§ Tâche demandée 1
Retapez intégralement le passage sur l'autonomie régionale et le pouvoir central, sans rien y changer.
§ Tâche demandée 2
Relevez chaque ligne de la liste contenant la chaîne « shadow ». La casse compte.

§ Passage proposé
Le monde bourgeois a élaboré une forme déterminée de rapports entre les régions autonomes et le centre. Je pense à l’Amérique du Nord, au Canada, à la Suisse. Dans ces pays, le pouvoir central se compose d’un parlement national, élu par toute la population des États (ou des cantons), et d’un Conseil fédéral, élu parallèlement par les gouvernements des États (ou des cantons). C’est ainsi que se crée un système à deux Chambres, avec ses lenteurs législatives, et qui étouffe toute activité révolutionnaire.
Nous sommes contre cette structure du pouvoir dans notre pays. Nous nous y opposons non seulement parce que le socialisme rejette radicalement ce système des deux Chambres, mais aussi pour des considérations pratiques rattachées à la situation présente. Le fait est que, dans l’actuelle période de transition, alors que la bourgeoisie est vaincue, mais non encore écrasée; que la désorganisation de l’économie et du ravitaillement, aggravée par les manœuvres de la bourgeoisie, n’a pas encore été éliminée; que le vieux monde capitaliste est détruit, mais sans que la construction du monde nouveau, du monde socialiste, soit encore achevée, dans cette période, le pays a besoin d’un pouvoir fort, pour toute la Russie, qui soit capable d’écraser définitivement les ennemis du socialisme et d’organiser la nouvelle économie communiste. Bref, il nous faut ce qu’on est convenu d’appeler la dictature du prolétariat des villes et des campagnes. Dans cette période, créer des organes souverains du pouvoir, locaux et régionaux, parallèlement au pouvoir central, signifierait en fait désorganiser tout pouvoir et retourner en arrière, au capitalisme. C’est pourquoi il faut laisser entre les mains du pouvoir central toutes les fonctions qui ont une importance vitale pour le pays dans son ensemble, et réserver aux organes régionaux surtout les fonctions administratives et politiques ainsi que les fonctions culturelles qui ont un caractère purement régional. Tels sont l’enseignement, la justice, l’administration, les mesures politiques qui s’imposent, les formes et méthodes d’application des décrets généraux qui doivent tenir compte des particularités de la vie nationale, ‑ tout cela dans la langue maternelle, celle que la population comprend. C’est pourquoi le type, universellement admis, des unions régionales ayant, à leur tête, un Comité exécutif central de la région, apparait comme la forme la plus rationnelle d’une telle autonomie.

§ Données de l'exercice
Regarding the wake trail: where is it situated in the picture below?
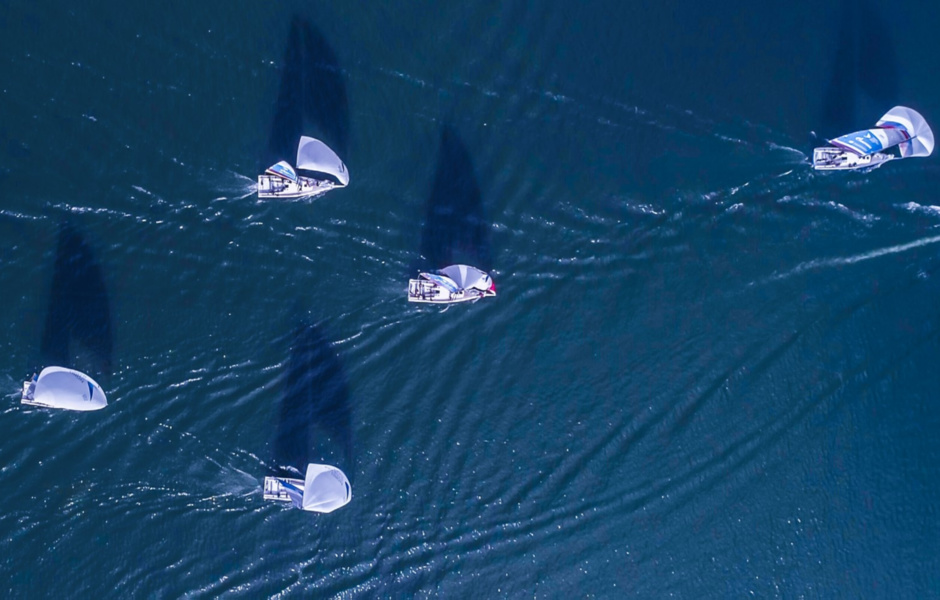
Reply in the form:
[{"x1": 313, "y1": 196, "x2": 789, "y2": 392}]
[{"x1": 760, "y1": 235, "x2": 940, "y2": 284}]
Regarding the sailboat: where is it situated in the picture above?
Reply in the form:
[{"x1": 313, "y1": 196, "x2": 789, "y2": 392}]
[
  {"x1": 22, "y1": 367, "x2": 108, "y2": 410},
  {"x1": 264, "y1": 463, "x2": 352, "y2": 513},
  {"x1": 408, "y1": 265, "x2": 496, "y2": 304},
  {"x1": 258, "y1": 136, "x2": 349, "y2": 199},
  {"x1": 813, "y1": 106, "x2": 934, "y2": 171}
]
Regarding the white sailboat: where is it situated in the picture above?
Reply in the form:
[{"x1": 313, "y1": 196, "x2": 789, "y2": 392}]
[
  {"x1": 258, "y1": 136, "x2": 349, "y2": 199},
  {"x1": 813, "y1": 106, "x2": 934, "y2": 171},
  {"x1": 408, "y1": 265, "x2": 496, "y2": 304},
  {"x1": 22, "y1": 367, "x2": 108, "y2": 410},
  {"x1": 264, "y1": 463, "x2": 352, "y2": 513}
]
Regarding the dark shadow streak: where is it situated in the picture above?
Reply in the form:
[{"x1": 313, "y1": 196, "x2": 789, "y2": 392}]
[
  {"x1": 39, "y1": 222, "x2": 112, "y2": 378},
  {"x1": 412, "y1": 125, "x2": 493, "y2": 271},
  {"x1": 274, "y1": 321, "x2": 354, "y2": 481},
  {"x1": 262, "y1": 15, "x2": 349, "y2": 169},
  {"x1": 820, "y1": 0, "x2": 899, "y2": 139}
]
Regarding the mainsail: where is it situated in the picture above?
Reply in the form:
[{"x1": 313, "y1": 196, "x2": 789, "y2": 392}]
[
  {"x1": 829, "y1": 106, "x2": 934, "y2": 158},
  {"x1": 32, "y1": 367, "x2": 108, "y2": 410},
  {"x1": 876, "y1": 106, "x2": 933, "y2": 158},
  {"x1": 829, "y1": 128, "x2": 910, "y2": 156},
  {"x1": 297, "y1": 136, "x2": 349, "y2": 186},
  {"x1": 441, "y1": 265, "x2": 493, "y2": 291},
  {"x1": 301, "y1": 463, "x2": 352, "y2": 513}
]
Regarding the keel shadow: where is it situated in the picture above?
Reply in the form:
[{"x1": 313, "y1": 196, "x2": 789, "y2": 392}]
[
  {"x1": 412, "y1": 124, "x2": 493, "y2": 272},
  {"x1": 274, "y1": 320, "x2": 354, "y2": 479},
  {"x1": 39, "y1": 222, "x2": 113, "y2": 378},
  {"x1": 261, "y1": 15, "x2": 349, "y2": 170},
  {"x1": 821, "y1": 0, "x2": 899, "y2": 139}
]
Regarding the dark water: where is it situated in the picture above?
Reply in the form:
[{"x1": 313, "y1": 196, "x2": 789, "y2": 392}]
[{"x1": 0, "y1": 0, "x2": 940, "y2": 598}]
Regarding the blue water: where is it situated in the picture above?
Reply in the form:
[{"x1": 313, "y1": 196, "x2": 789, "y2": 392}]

§ Réponse attendue 1
Le monde bourgeois a élaboré une forme déterminée de rapports entre les régions autonomes et le centre. Je pense à l’Amérique du Nord, au Canada, à la Suisse. Dans ces pays, le pouvoir central se compose d’un parlement national, élu par toute la population des États (ou des cantons), et d’un Conseil fédéral, élu parallèlement par les gouvernements des États (ou des cantons). C’est ainsi que se crée un système à deux Chambres, avec ses lenteurs législatives, et qui étouffe toute activité révolutionnaire.
Nous sommes contre cette structure du pouvoir dans notre pays. Nous nous y opposons non seulement parce que le socialisme rejette radicalement ce système des deux Chambres, mais aussi pour des considérations pratiques rattachées à la situation présente. Le fait est que, dans l’actuelle période de transition, alors que la bourgeoisie est vaincue, mais non encore écrasée; que la désorganisation de l’économie et du ravitaillement, aggravée par les manœuvres de la bourgeoisie, n’a pas encore été éliminée; que le vieux monde capitaliste est détruit, mais sans que la construction du monde nouveau, du monde socialiste, soit encore achevée, dans cette période, le pays a besoin d’un pouvoir fort, pour toute la Russie, qui soit capable d’écraser définitivement les ennemis du socialisme et d’organiser la nouvelle économie communiste. Bref, il nous faut ce qu’on est convenu d’appeler la dictature du prolétariat des villes et des campagnes. Dans cette période, créer des organes souverains du pouvoir, locaux et régionaux, parallèlement au pouvoir central, signifierait en fait désorganiser tout pouvoir et retourner en arrière, au capitalisme. C’est pourquoi il faut laisser entre les mains du pouvoir central toutes les fonctions qui ont une importance vitale pour le pays dans son ensemble, et réserver aux organes régionaux surtout les fonctions administratives et politiques ainsi que les fonctions culturelles qui ont un caractère purement régional. Tels sont l’enseignement, la justice, l’administration, les mesures politiques qui s’imposent, les formes et méthodes d’application des décrets généraux qui doivent tenir compte des particularités de la vie nationale, ‑ tout cela dans la langue maternelle, celle que la population comprend. C’est pourquoi le type, universellement admis, des unions régionales ayant, à leur tête, un Comité exécutif central de la région, apparait comme la forme la plus rationnelle d’une telle autonomie.

§ Réponse attendue 2
Regarding the dark shadow streak: where is it situated in the picture above?
Regarding the keel shadow: where is it situated in the picture above?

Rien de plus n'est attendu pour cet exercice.